Anna Veronica Mautner

Há pouco tempo, por pressa e um tantinho de descaso com a minha aparência, saí de casa com três cachinhos no topo da cabeça. Ainda bem que não ostentava bóbis, eram só grampos. Uma amiga me esperava, e lá fomos nós para um almoço de aniversário. Depois de uma hora, tendo já sorrido e conversado, por um acaso do destino pus a mão na cabeça e... socorro!! Arranquei ali mesmo os grampos que prendiam os cachos. Corei! Perguntei a quem estava ao meu lado por que não me avisara: "Porque achei que fosse novidade!".

Itens armazenados:
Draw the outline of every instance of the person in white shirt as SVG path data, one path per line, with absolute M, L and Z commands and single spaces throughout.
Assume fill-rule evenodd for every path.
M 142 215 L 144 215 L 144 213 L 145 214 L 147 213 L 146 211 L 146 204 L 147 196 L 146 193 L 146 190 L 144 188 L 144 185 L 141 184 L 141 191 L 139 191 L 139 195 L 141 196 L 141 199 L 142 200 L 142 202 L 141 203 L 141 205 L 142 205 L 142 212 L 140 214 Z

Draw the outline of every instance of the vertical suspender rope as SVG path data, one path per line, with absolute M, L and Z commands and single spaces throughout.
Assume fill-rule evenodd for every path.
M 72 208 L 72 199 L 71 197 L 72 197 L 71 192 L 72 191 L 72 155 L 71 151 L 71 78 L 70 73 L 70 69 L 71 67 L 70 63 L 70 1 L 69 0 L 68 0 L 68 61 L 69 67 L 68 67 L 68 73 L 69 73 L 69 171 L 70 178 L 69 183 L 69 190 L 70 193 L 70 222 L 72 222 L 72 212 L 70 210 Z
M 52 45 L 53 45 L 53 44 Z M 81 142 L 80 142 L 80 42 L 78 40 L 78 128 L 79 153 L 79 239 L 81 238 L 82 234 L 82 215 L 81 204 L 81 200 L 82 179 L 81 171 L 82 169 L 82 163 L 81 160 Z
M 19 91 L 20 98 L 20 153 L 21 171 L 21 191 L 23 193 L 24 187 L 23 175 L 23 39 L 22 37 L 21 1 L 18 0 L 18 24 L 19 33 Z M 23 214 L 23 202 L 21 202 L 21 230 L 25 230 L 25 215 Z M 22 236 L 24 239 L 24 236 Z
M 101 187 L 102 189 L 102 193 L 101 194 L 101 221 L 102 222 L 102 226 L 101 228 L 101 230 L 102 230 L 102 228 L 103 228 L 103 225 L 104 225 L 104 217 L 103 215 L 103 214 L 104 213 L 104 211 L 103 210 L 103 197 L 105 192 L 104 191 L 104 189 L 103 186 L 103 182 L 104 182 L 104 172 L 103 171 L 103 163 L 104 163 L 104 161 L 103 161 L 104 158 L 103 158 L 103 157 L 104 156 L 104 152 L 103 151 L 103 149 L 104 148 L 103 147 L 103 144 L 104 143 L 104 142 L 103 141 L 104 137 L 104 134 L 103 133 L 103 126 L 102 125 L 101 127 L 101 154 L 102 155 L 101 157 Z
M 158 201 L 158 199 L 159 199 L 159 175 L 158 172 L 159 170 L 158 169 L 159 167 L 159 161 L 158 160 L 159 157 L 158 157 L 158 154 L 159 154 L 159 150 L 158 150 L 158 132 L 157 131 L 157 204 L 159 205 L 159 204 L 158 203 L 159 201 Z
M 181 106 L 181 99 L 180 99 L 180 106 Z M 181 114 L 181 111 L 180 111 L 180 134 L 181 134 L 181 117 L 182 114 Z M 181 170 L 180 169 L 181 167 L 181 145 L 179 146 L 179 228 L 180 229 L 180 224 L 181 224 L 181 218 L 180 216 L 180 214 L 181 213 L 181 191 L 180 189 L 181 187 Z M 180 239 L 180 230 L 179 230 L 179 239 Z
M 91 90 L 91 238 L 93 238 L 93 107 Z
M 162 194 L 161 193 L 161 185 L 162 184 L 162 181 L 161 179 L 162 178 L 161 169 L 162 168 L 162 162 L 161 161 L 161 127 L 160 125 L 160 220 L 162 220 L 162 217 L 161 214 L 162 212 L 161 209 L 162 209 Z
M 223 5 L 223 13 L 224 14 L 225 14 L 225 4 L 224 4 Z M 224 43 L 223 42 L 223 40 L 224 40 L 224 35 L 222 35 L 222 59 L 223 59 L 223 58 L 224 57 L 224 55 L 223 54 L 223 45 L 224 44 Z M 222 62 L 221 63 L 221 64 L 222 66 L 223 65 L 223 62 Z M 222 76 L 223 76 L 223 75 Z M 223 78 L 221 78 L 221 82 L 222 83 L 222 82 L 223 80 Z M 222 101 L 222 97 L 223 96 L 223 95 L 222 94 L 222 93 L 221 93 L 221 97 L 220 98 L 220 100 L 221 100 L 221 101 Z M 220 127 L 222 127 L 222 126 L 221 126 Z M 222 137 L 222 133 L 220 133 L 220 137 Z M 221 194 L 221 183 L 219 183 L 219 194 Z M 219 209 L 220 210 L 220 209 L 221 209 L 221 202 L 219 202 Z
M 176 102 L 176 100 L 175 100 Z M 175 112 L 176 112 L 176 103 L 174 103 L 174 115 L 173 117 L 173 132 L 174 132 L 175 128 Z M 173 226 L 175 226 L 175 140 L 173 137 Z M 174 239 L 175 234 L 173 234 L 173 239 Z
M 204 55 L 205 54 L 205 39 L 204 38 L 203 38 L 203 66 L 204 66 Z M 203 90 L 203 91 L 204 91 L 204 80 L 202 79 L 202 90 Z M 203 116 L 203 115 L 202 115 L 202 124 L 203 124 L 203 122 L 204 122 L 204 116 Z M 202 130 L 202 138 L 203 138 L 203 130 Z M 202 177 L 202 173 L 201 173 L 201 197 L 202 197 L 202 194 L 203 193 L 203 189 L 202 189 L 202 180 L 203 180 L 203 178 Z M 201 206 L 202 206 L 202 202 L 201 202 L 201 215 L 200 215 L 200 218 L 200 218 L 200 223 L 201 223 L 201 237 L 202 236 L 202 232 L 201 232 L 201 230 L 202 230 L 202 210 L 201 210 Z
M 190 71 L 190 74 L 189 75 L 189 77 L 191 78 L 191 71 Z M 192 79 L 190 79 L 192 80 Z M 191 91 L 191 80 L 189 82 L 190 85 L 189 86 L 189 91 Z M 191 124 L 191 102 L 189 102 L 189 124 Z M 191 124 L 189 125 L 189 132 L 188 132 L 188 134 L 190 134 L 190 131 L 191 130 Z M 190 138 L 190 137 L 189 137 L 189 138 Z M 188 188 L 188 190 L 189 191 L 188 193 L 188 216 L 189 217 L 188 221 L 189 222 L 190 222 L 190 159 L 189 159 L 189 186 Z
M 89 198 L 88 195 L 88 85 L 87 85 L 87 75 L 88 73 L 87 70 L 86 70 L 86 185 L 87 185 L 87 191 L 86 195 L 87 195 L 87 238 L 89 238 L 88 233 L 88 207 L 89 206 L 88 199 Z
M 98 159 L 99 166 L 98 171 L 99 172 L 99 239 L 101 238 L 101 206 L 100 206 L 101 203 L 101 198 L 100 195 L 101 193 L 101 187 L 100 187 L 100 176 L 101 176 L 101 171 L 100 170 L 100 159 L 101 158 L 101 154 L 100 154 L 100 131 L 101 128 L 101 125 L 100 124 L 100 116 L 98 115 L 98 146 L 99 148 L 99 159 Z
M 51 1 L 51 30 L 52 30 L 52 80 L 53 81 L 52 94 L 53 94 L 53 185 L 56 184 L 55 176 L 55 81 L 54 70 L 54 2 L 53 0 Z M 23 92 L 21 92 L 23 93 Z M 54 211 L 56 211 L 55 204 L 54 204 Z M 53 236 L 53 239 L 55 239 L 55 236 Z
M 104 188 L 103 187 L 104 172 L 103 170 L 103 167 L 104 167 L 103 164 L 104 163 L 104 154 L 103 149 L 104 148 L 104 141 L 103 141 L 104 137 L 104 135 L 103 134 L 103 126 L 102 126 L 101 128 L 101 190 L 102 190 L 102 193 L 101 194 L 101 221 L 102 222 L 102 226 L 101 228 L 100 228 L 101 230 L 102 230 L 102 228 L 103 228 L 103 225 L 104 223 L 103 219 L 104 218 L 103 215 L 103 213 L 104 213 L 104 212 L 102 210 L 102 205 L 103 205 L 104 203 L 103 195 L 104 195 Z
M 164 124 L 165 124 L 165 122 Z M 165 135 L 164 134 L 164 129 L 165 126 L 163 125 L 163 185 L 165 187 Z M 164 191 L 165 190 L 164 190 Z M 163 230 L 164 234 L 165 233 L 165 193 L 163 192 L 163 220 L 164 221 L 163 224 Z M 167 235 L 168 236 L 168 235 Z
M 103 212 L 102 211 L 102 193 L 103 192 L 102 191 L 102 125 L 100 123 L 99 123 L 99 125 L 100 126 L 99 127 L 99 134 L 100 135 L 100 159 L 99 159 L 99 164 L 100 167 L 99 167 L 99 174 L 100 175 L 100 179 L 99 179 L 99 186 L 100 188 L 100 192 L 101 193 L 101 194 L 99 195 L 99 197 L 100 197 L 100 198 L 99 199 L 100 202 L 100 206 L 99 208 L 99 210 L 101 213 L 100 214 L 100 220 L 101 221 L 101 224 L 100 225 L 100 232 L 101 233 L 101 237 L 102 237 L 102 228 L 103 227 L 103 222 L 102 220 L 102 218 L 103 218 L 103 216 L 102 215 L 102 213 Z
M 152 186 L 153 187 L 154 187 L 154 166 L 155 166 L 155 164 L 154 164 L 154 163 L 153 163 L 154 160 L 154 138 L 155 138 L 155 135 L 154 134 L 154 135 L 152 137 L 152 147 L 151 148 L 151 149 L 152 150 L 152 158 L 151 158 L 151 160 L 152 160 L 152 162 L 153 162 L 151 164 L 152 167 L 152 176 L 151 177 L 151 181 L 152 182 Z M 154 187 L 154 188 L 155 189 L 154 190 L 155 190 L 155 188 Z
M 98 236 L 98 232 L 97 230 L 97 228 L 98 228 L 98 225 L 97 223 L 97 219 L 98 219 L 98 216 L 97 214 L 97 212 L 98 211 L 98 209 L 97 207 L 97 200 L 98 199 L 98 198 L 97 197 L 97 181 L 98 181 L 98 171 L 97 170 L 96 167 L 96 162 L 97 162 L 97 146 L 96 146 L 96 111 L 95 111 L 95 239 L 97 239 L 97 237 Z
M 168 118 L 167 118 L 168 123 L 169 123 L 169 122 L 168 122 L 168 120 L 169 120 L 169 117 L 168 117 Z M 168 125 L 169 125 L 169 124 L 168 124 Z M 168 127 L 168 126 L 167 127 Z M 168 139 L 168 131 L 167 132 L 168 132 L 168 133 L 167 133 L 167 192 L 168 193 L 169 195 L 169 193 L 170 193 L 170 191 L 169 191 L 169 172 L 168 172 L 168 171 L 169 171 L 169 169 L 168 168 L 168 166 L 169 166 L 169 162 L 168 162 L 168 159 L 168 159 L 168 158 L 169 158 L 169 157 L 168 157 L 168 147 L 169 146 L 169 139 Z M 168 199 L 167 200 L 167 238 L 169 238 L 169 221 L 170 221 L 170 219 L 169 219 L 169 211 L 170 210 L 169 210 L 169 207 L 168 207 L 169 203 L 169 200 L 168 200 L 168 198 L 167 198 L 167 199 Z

▶ _Tarefas e exercícios_:
A: Segundo o trecho para leitura, o que prendia os cachinhos no topo da cabeça?
B: Reproduza sem alterações as linhas das entradas desde o início até a linha que contém "M 142 215 L", incluindo ambas as extremidades.

▶ _Respostas às tarefas_:
A: Grampos, e não bóbis.

B:
Draw the outline of every instance of the person in white shirt as SVG path data, one path per line, with absolute M, L and Z commands and single spaces throughout.
Assume fill-rule evenodd for every path.
M 142 215 L 144 215 L 144 213 L 145 214 L 147 213 L 146 211 L 146 204 L 147 196 L 146 193 L 146 190 L 144 188 L 144 185 L 141 184 L 141 191 L 139 191 L 139 195 L 141 196 L 141 199 L 142 200 L 142 202 L 141 203 L 141 205 L 142 205 L 142 212 L 140 214 Z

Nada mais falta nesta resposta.